→ YOUR OBJECTIVE:
According to the news story below about COVID-19 relief and North Carolina school calendars, what is the latest date for school and district plans to reach the State Board of Education?

COVID-19 relief bills: What it means for school calendars

House Speaker Tim Moore speaks as Gov. Roy Cooper looks on during a briefing on North Carolina's coronavirus pandemic response Monday, May 4, 2020 at the NC Emergency Operations Center in Raleigh. (Travis Long/The News & Observer via AP)

RALEIGH — Inside the 70-page COVID-19 relief bill passed by the Senate and signed into law by Governor Roy Cooper are significant education policy fixes and changes, one of which includes temporary calendar adjustments.

According to Senate Bill 704, remote instruction can be used to satisfy the statutory instructional time requirement set by the state for the remainder of the 2019-2020 school year. Additionally, attendance requirements and related enforcement measures have been waived from March 16 through the end of the current academic year.

The bill instructs public schools to develop Remote Instruction Plans (RIP) for the upcoming 2020-2021 school year. RIP’s need to include details on how remote learning will be delivered and what training will be offered for primary stakeholders such as teachers, students and parents.

School and district plans need to be submitted to the State Board of Education no later than July 20, 2020.  The State Board of Education will also need to report on the implementation of RIP’s to the Joint Legislative Education Oversight Committee by Sept. 15, 2020.

Current state law requires a minimum of 185 days or 1,025 hours of instruction that spans at least nine calendar months.

The calendar will look slightly different for the 2020-21 academic year. Public schools will be required to adopt a calendar that includes 190 days of instruction that is made up of both in-school and remote instruction.

Schools must have 185 days or 1025 hours of instruction that includes 5 remote instruction days as part of the schools’ RIP and an additional 5 instruction days that can only be satisfied by “individually separate and distinct full instruction days.”

In terms of start dates, schools must adopt a student calendar that has an opening date of Aug. 17, 2020, and a closing date for no later than June 11, 2021. Remote instruction days cannot be scheduled prior to August 24 but may be scheduled for use as teacher workdays.

These start and end dates in the bill do not apply to calendars for defined year-round or modified schools. It’s still unclear how those calendar types will align themselves.

Several districts in the state have year-round or are sometimes called “track” calendar schools. North State Journal reached out earlier this month to Wake County Schools about adjustments to its track calendar system.

“The effects on year-round calendar schools will depend, of course, on the health guidelines in late June and early July,” Tim Simmons, the Wake County Schools chief of communications told North State Journal.

“While Wake has the largest number of year-round calendar schools, there are others throughout the state. So yes, state leaders are aware. No decisions have been made yet at the state or local levels,” Simmons said.”

→ DATA SECTION:
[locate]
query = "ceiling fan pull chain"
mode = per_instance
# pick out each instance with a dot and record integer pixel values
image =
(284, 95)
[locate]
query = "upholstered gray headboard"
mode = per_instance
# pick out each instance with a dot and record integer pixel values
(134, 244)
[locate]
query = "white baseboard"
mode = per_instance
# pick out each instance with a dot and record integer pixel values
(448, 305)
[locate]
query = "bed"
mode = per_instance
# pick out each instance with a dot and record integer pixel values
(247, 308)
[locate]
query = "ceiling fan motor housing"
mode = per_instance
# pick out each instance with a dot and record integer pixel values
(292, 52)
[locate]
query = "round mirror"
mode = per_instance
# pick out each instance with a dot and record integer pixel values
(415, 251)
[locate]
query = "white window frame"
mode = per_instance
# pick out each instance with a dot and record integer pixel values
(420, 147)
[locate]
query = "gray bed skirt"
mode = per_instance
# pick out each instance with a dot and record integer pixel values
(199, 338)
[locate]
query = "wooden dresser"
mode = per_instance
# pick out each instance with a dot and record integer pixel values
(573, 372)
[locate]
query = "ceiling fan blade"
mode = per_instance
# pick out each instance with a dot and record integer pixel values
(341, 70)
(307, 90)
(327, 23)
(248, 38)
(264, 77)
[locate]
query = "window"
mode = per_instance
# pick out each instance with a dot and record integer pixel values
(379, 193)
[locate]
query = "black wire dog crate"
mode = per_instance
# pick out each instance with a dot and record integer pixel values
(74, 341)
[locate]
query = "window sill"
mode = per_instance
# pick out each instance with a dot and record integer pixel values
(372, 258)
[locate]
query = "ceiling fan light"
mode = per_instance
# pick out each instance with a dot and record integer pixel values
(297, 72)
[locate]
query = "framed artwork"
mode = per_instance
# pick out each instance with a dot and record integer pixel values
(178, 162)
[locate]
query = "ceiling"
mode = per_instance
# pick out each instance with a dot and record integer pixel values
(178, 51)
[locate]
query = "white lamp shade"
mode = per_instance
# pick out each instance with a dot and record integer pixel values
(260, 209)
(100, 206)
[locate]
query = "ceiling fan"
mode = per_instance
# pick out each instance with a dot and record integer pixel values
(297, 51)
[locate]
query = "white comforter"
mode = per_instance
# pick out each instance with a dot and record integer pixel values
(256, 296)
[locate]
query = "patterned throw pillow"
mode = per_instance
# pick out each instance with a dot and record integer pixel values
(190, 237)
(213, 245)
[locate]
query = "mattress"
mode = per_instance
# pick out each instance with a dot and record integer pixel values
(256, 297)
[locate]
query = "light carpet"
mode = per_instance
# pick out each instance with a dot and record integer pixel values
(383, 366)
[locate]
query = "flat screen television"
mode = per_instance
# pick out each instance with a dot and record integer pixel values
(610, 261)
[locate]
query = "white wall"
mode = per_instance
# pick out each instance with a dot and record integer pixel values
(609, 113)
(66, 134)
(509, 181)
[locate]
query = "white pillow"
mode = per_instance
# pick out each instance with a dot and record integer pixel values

→ EXERCISE SOLUTION:
July 20, 2020.